- TEXTO DO DOCUMENTO
╭──

Novos desafios para novos “abris”: o Alentejo, a agricultura e a população migrante

Catarinas e Álvaros são hoje memória pendurada na decoração urbana quando o que defenderam se volta a consolidar no mesmo espaço.

Na História da Humanidade, há duas realidades que parecem ser constantes: por um lado, a geografia é determinante na forma de vida e na cultura e, por outro, as revoluções quase sempre ocorrem no seio de uma elite, deixando grande parte das populações quase indiferentes, pelo menos num tempo médio e longo.

No caso de Portugal, e na senda do que a melhor Geografia de meados do século XX fazia na Europa, Orlando Ribeiro publicava as suas magistrais obras Portugal o Mediterrâneo e o Atlântico, de 1945, e Mediterrâneo. Ambiente e Tradição, de 1968, demostrando a dialética entre o espaço físico e a ocupação humana. Citando e interpretando o geógrafo, Guilherme d’Oliveira Martins afirmava em relação ao Alentejo que “'nenhuma outra região portuguesa possui uma rede urbana tão antiga, tão densa e tão importante', com uma profunda organização romana e muçulmana, tendo esta passado quase intacta ao domínio português” (Portugal e Orlando Ribeiro, Raiz e Utopia (CNC), 21/02/2018).

╰──

- INSTRUÇÕES DO EXERCÍCIO
**A.** Indique todos os anos mencionados no texto sobre o Alentejo e a população migrante.
**B.** Responda às perguntas seguintes com base no texto sobre o Alentejo e a população migrante.
(i) No seio de quem ocorrem quase sempre as revoluções?
(ii) Que geógrafo publicou a obra Portugal o Mediterrâneo e o Atlântico?
(iii) Segundo a citação sobre o Alentejo, que duas organizações marcaram profundamente a região?
**C.** Dê continuidade ao texto sobre o Alentejo, a agricultura e a população migrante, começando logo após a última frase apresentada.
Os itens apresentados a seguir não são necessários.

- Registos de anotação de posição
╭──

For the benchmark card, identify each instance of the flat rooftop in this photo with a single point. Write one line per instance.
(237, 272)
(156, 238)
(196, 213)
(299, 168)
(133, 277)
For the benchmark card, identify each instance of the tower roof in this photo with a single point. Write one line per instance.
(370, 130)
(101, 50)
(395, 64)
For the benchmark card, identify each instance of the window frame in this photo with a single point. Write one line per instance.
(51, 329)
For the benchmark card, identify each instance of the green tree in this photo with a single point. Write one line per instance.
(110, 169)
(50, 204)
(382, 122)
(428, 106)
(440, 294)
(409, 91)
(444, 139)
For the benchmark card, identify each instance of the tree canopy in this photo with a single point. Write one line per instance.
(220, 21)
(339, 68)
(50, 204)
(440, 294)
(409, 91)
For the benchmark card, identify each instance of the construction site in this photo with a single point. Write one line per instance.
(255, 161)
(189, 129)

╰──
╭──

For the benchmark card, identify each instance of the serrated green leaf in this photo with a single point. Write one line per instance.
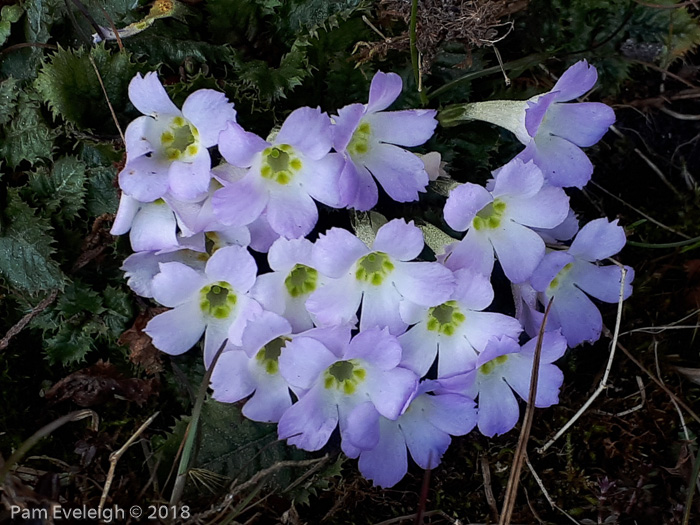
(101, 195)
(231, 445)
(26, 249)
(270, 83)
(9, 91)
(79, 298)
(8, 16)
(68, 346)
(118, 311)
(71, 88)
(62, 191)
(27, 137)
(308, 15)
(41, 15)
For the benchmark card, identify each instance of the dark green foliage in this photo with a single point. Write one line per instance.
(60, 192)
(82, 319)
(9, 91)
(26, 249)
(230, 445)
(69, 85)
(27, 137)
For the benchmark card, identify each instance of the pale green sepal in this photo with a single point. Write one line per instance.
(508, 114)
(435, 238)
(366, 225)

╰──

- RESPOSTAS POR ORDEM
**A.** 1945, 1968, 2018

**B.**
(i) No seio de uma elite.
(ii) Orlando Ribeiro.
(iii) A organização romana e a muçulmana.

**C.**
Numa ruralidade profundamente marcada por civilizações urbanas, o Alentejo sempre mostrou na contemporaneidade uma proximidade muito grande aos movimentos políticos mais progressistas e mesmo de rutura, assim como sempre apresentou taxas de prática da religião católica muito abaixo dos territórios acima do Tejo. Por um lado, talvez as planuras demonstrem no olhar que os horizontes podem ser largos e, por outro, as revoluções que se seguem umas às outras, pouco acabam por fazer por quem diariamente trabalha as terras e pastoreia os gados, demonstrando que as lutas não são talhadas para terem um fim.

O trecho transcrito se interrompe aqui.